Data for processing:
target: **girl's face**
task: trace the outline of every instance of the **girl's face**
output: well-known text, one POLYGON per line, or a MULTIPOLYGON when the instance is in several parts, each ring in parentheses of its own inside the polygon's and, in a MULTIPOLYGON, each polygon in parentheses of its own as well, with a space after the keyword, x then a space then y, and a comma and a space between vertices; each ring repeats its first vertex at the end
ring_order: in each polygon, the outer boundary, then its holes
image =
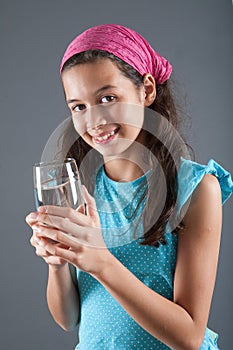
POLYGON ((109 59, 71 67, 62 82, 74 127, 91 147, 112 157, 138 141, 144 111, 139 106, 147 104, 143 85, 136 88, 109 59))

What is being asked: This task calls for an exact copy of the data above, without pictures.

Completed exercise:
target: **girl's face**
task: trace the outline of every instance of the **girl's face**
output: well-known text, one POLYGON per line, or a MULTIPOLYGON when the instance is in several parts, each ring in parentheses of its own inside the polygon's and, in a MULTIPOLYGON, each polygon in parentheses of its own as well, with a space after the keyword, x then a space then y, and a comma and a space between vertices; each ring repeats its first vertex at the end
ring_order: in each polygon, the outer boundary, then its holes
image =
POLYGON ((109 59, 71 67, 62 82, 74 127, 91 147, 112 157, 138 141, 144 111, 139 106, 147 104, 143 85, 136 88, 109 59))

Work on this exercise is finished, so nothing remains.